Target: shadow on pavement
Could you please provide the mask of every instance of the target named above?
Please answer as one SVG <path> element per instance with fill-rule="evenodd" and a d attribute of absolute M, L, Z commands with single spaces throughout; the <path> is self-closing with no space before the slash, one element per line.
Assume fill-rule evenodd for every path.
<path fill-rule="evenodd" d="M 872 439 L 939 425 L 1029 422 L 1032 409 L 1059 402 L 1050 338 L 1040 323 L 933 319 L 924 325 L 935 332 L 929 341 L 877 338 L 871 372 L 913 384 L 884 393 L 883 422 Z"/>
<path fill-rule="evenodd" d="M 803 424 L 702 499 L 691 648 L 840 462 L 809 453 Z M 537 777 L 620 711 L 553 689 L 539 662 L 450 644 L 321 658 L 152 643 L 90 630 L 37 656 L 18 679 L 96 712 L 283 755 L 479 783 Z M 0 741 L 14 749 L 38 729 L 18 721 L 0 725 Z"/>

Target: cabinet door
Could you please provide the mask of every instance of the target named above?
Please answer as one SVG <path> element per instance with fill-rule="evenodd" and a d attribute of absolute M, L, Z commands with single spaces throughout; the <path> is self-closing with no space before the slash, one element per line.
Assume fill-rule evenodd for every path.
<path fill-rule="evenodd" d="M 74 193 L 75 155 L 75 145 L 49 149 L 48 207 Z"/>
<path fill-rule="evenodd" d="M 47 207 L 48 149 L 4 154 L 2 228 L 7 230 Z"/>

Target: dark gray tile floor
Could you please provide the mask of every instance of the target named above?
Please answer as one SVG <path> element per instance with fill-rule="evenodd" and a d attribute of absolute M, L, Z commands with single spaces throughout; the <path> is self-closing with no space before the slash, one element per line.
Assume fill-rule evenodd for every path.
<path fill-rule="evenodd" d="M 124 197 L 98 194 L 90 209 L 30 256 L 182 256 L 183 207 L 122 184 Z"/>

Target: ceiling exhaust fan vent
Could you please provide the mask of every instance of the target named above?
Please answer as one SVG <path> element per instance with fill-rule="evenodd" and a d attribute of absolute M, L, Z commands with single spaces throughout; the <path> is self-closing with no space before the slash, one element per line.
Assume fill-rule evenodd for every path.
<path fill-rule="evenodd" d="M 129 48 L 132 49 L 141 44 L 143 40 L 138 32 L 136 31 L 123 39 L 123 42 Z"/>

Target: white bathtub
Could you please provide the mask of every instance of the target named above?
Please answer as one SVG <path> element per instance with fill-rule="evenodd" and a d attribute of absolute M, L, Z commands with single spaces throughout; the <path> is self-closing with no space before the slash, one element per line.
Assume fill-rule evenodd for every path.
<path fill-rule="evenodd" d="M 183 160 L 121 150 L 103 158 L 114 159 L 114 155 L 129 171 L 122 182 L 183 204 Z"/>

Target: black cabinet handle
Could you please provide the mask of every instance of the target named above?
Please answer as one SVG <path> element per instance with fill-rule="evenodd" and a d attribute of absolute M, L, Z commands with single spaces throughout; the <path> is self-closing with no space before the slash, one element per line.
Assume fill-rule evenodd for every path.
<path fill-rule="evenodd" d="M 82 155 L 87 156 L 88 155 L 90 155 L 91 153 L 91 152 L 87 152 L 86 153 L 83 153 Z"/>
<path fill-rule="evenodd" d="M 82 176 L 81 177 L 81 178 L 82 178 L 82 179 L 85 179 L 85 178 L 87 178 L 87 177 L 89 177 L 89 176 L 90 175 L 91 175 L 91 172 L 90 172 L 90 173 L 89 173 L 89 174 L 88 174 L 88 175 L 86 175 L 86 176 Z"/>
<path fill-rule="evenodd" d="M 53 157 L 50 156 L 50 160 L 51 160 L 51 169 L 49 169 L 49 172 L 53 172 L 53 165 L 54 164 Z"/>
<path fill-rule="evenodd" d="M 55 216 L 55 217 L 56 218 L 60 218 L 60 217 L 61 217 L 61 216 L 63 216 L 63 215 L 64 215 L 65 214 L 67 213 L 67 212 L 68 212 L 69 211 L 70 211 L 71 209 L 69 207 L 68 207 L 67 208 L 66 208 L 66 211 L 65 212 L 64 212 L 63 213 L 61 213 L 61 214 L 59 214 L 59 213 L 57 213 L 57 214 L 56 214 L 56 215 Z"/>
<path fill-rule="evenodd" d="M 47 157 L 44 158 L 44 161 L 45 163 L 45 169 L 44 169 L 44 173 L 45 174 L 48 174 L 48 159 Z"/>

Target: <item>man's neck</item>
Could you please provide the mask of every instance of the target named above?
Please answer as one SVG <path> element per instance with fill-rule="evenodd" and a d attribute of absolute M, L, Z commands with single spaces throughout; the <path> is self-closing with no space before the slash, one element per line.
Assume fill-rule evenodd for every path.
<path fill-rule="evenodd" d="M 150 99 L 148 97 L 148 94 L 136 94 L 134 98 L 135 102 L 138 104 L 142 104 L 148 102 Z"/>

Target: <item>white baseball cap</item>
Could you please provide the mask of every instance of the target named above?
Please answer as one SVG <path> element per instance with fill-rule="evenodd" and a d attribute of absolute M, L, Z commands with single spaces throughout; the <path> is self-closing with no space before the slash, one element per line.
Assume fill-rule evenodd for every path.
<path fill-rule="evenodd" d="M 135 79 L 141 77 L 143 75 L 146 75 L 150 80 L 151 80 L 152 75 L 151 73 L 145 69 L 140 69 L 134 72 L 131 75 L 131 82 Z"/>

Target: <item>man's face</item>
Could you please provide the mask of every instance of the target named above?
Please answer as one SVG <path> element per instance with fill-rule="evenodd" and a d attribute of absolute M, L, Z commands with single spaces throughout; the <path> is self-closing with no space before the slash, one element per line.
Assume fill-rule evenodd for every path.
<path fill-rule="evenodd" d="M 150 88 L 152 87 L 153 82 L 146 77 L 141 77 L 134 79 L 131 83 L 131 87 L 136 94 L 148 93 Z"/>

----

- [Written problem] Rewrite every record above with "mask" changed to "outline" wherever it appears, leaving everything else the same.

- [Written answer]
Target: shadow on pavement
Could you please provide the outline of every instance of the target named above?
Please answer as one SVG <path> element per instance with fill-rule="evenodd" and a d attribute of absolute M, L, Z commands with single spaces throughout; the <path> is self-closing with no space before the slash, one element per line.
Assume fill-rule evenodd for every path.
<path fill-rule="evenodd" d="M 872 439 L 939 425 L 1029 422 L 1032 409 L 1059 402 L 1050 338 L 1040 323 L 933 319 L 924 325 L 935 332 L 929 341 L 877 338 L 871 372 L 913 384 L 884 393 L 883 422 Z"/>
<path fill-rule="evenodd" d="M 803 424 L 702 499 L 691 648 L 840 462 L 809 453 Z M 537 777 L 620 711 L 553 689 L 539 662 L 450 644 L 321 658 L 152 643 L 90 630 L 37 656 L 18 679 L 96 712 L 283 755 L 479 783 Z M 0 741 L 14 749 L 38 729 L 18 721 L 0 725 Z"/>

Target: cabinet door
Could you please provide the outline of every instance of the target named above?
Please answer as one SVG <path> element per instance with fill-rule="evenodd" and a d attribute of absolute M, L, Z commands with single spaces throughout; the <path> is self-closing with no space before the slash, one element per line.
Assume fill-rule evenodd for every path.
<path fill-rule="evenodd" d="M 74 193 L 75 155 L 75 145 L 49 149 L 48 207 Z"/>
<path fill-rule="evenodd" d="M 47 207 L 48 149 L 4 154 L 2 228 L 7 230 Z"/>

Target: dark gray tile floor
Could you please provide the outline of every instance of the target named above?
Please answer as one SVG <path> element per instance with fill-rule="evenodd" and a d attribute of absolute M, L, Z commands with single spaces throughout; the <path> is self-closing with no space before the slash, one element per line.
Assume fill-rule evenodd for every path.
<path fill-rule="evenodd" d="M 124 197 L 98 194 L 90 209 L 30 256 L 182 256 L 183 207 L 122 184 Z"/>

Target: ceiling exhaust fan vent
Could you please provide the outline of every instance of the target named above?
Please answer as one SVG <path> element per instance with fill-rule="evenodd" and a d attribute of absolute M, L, Z commands with single spaces throughout; the <path> is self-closing with no space before the slash, one element per line.
Assume fill-rule evenodd for every path.
<path fill-rule="evenodd" d="M 129 48 L 132 49 L 141 44 L 143 40 L 138 32 L 136 31 L 123 39 L 123 42 Z"/>

Target: white bathtub
Could you please provide the outline of every instance of the target named above?
Please answer as one SVG <path> element per instance with fill-rule="evenodd" and a d attribute of absolute M, L, Z commands with single spaces throughout; the <path> is self-closing with no space before the slash, one element per line.
Assume fill-rule evenodd for every path.
<path fill-rule="evenodd" d="M 183 160 L 121 150 L 103 158 L 114 159 L 114 155 L 129 171 L 122 182 L 183 204 Z"/>

Target: black cabinet handle
Could you please provide the outline of every instance of the target named above?
Please answer as one SVG <path> element per instance with fill-rule="evenodd" and a d attribute of absolute M, L, Z commands with single spaces throughout; the <path> is self-closing with no space before the slash, one element per line.
Assume fill-rule evenodd for every path.
<path fill-rule="evenodd" d="M 82 155 L 87 156 L 88 155 L 90 155 L 91 153 L 91 152 L 87 152 L 86 153 L 83 153 Z"/>
<path fill-rule="evenodd" d="M 82 176 L 81 177 L 81 178 L 82 178 L 82 179 L 85 179 L 85 178 L 87 178 L 87 177 L 89 177 L 89 176 L 90 175 L 91 175 L 91 172 L 90 172 L 90 173 L 89 173 L 89 174 L 88 174 L 88 175 L 86 175 L 86 176 Z"/>
<path fill-rule="evenodd" d="M 53 157 L 50 156 L 50 160 L 51 160 L 51 169 L 49 169 L 49 172 L 53 172 L 53 165 L 54 164 Z"/>
<path fill-rule="evenodd" d="M 55 216 L 55 217 L 56 218 L 60 218 L 60 217 L 61 217 L 61 216 L 63 216 L 63 215 L 64 215 L 65 214 L 67 213 L 67 212 L 68 212 L 69 211 L 70 211 L 71 209 L 69 207 L 68 207 L 67 208 L 66 208 L 66 211 L 65 212 L 64 212 L 63 213 L 61 213 L 61 214 L 59 214 L 59 213 L 57 213 L 57 214 L 56 214 L 56 215 Z"/>
<path fill-rule="evenodd" d="M 47 157 L 44 158 L 44 161 L 45 163 L 45 169 L 44 169 L 44 173 L 45 174 L 48 174 L 48 159 Z"/>

Target: <item>man's neck</item>
Could you please provide the outline of every instance of the target named above?
Please answer as one SVG <path> element per instance with fill-rule="evenodd" and a d attribute of absolute M, L, Z commands with single spaces throughout; the <path> is self-closing with no space before the slash, one element per line.
Assume fill-rule evenodd for every path.
<path fill-rule="evenodd" d="M 150 99 L 148 97 L 148 94 L 136 94 L 134 98 L 135 102 L 138 104 L 142 104 L 148 102 Z"/>

Target: <item>white baseball cap</item>
Could you please provide the outline of every instance of the target named above?
Please answer as one SVG <path> element per instance with fill-rule="evenodd" and a d attribute of absolute M, L, Z commands with single spaces throughout; the <path> is self-closing with no space before the slash, one element per line.
Assume fill-rule evenodd for every path.
<path fill-rule="evenodd" d="M 135 79 L 141 77 L 143 75 L 146 75 L 150 80 L 151 80 L 152 75 L 151 73 L 145 69 L 140 69 L 134 72 L 131 75 L 131 82 Z"/>

Target: <item>man's face</item>
Could you please provide the outline of every instance of the target named above?
Please answer as one SVG <path> element per instance with fill-rule="evenodd" and a d attribute of absolute M, L, Z commands with single spaces throughout; the <path> is self-closing with no space before the slash, one element per line.
Assume fill-rule evenodd for every path.
<path fill-rule="evenodd" d="M 150 88 L 152 87 L 153 82 L 146 77 L 141 77 L 134 79 L 131 83 L 131 87 L 136 94 L 148 93 Z"/>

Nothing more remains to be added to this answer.